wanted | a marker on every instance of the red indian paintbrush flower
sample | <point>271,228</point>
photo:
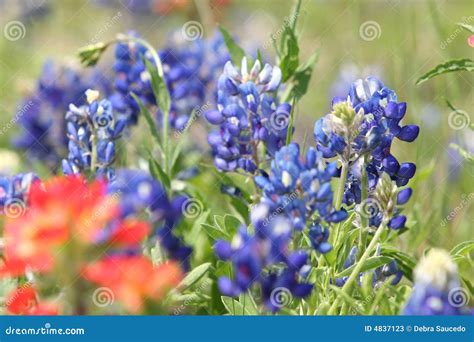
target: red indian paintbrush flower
<point>24,301</point>
<point>134,279</point>
<point>65,211</point>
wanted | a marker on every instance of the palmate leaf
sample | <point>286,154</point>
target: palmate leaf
<point>465,64</point>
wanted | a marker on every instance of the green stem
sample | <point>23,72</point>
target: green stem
<point>363,218</point>
<point>165,111</point>
<point>339,195</point>
<point>358,267</point>
<point>342,183</point>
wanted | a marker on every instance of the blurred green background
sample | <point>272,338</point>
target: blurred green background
<point>410,37</point>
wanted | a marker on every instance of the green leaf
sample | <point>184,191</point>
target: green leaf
<point>289,53</point>
<point>215,233</point>
<point>89,55</point>
<point>289,132</point>
<point>194,276</point>
<point>236,308</point>
<point>370,263</point>
<point>235,51</point>
<point>149,119</point>
<point>232,224</point>
<point>462,248</point>
<point>465,64</point>
<point>467,27</point>
<point>158,173</point>
<point>158,85</point>
<point>464,153</point>
<point>301,78</point>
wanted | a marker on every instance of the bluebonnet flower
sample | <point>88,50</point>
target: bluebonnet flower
<point>41,115</point>
<point>247,113</point>
<point>138,193</point>
<point>379,275</point>
<point>190,68</point>
<point>92,131</point>
<point>299,187</point>
<point>263,258</point>
<point>437,290</point>
<point>131,76</point>
<point>14,193</point>
<point>384,204</point>
<point>365,124</point>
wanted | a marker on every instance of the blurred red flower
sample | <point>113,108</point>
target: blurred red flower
<point>133,279</point>
<point>23,301</point>
<point>64,212</point>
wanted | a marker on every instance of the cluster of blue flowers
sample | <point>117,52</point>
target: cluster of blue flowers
<point>92,131</point>
<point>14,191</point>
<point>138,193</point>
<point>299,186</point>
<point>247,113</point>
<point>264,258</point>
<point>41,114</point>
<point>190,68</point>
<point>437,289</point>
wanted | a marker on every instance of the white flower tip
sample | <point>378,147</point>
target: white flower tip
<point>92,95</point>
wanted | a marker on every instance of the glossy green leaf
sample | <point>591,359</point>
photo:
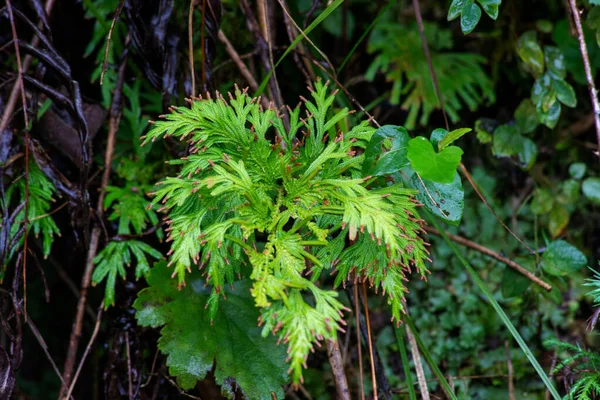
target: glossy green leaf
<point>438,167</point>
<point>528,155</point>
<point>562,258</point>
<point>577,170</point>
<point>507,141</point>
<point>542,202</point>
<point>452,136</point>
<point>564,93</point>
<point>526,117</point>
<point>445,200</point>
<point>470,16</point>
<point>530,52</point>
<point>491,7</point>
<point>558,220</point>
<point>387,151</point>
<point>591,189</point>
<point>555,62</point>
<point>193,343</point>
<point>514,283</point>
<point>455,9</point>
<point>550,117</point>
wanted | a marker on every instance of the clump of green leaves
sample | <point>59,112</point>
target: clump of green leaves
<point>273,200</point>
<point>40,221</point>
<point>470,12</point>
<point>579,363</point>
<point>462,80</point>
<point>550,89</point>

◆ ◆ ◆ ◆ ◆

> _Task brief_
Write out only the lines that run from the line containing "wanted | a marker on every instance of the green leaf" through the line containing "sample | <point>184,191</point>", both included, exactly as they appear above.

> _Output of the task_
wanted | a marker on every instance of the green leaf
sample | <point>184,191</point>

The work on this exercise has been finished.